• [TASK OBJECTIVE]:
Copy the items again, starting at the line containing "Query: patterned necktie" and continuing through the last item, with "berry cluster" switched to "cluster of berries" and nothing else altered. Omit the pictures from your copy.

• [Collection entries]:
## start
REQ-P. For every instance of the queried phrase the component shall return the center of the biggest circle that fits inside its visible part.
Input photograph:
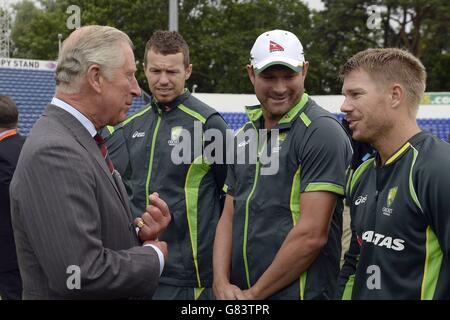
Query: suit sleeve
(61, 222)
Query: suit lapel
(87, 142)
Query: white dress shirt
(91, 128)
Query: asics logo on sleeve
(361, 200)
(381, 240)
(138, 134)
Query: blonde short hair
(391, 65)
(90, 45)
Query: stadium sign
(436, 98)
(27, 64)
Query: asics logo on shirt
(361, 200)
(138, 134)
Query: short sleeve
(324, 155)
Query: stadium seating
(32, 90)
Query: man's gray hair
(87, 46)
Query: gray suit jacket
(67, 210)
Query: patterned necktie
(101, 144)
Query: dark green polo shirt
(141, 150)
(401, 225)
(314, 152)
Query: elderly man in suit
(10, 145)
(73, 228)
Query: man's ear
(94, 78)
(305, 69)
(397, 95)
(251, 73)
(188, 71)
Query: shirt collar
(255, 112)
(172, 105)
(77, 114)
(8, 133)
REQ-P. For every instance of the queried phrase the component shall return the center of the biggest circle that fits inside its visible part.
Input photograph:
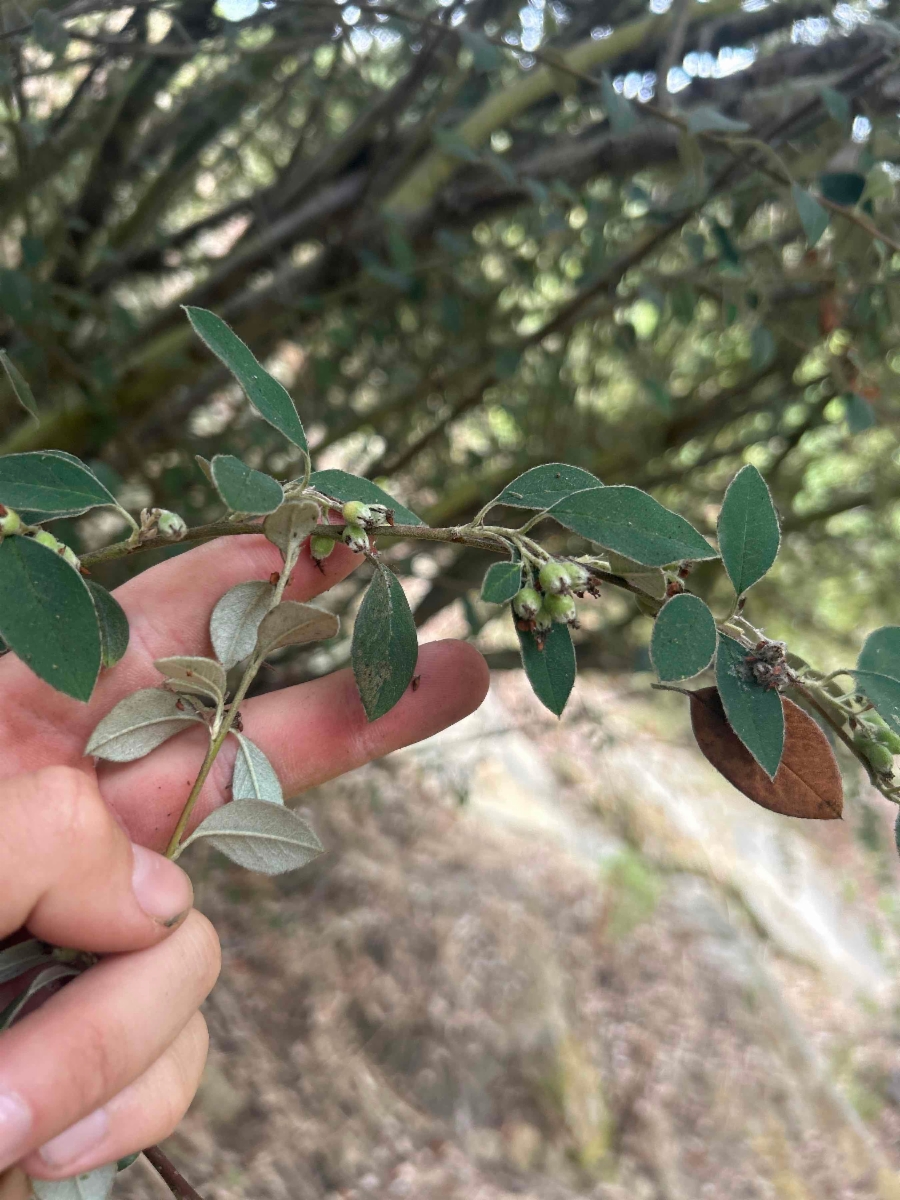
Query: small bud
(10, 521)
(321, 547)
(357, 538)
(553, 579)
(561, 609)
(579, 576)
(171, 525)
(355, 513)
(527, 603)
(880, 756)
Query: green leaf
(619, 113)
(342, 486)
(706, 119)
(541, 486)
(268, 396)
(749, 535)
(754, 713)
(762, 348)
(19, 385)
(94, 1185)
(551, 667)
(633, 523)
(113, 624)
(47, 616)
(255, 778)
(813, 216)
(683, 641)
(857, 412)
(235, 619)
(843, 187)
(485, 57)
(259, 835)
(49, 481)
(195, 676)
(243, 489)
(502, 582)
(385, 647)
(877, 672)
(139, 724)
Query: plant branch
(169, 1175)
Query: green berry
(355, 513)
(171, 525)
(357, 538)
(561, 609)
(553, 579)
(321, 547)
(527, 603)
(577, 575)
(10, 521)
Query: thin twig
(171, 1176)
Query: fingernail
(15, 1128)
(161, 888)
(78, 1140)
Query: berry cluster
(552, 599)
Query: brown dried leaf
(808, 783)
## end
• [THE COMPLETED TASK]:
Query: patterned necktie
(101, 144)
Query: dark green polo shirt
(141, 150)
(401, 225)
(314, 152)
Query: elderly man in suit
(10, 145)
(73, 228)
Query: man's ear
(94, 78)
(305, 69)
(397, 95)
(251, 73)
(188, 71)
Query: shirt collar
(255, 112)
(172, 105)
(77, 114)
(8, 133)
REQ-P. For every instance of the queried phrase the component shall return the center of the biggest circle that fits inside its visible part.
Input photograph:
Query: small bud
(10, 521)
(321, 547)
(357, 538)
(553, 579)
(561, 609)
(579, 576)
(171, 525)
(355, 513)
(527, 603)
(880, 756)
Query: green leaf
(619, 113)
(342, 486)
(706, 119)
(541, 486)
(268, 396)
(749, 535)
(754, 713)
(762, 348)
(19, 385)
(94, 1185)
(551, 667)
(633, 523)
(113, 624)
(47, 616)
(255, 778)
(813, 216)
(683, 641)
(857, 412)
(235, 619)
(843, 187)
(485, 57)
(259, 835)
(49, 481)
(195, 676)
(243, 489)
(502, 582)
(385, 647)
(877, 672)
(139, 724)
Query: plant branch
(169, 1175)
Query: green berry
(355, 513)
(171, 525)
(357, 538)
(561, 609)
(553, 579)
(321, 547)
(527, 603)
(577, 575)
(10, 521)
Query: thin twig
(171, 1176)
Query: fingernail
(15, 1128)
(161, 888)
(78, 1140)
Query: cluster of berries
(552, 599)
Query: brown dried leaf
(808, 783)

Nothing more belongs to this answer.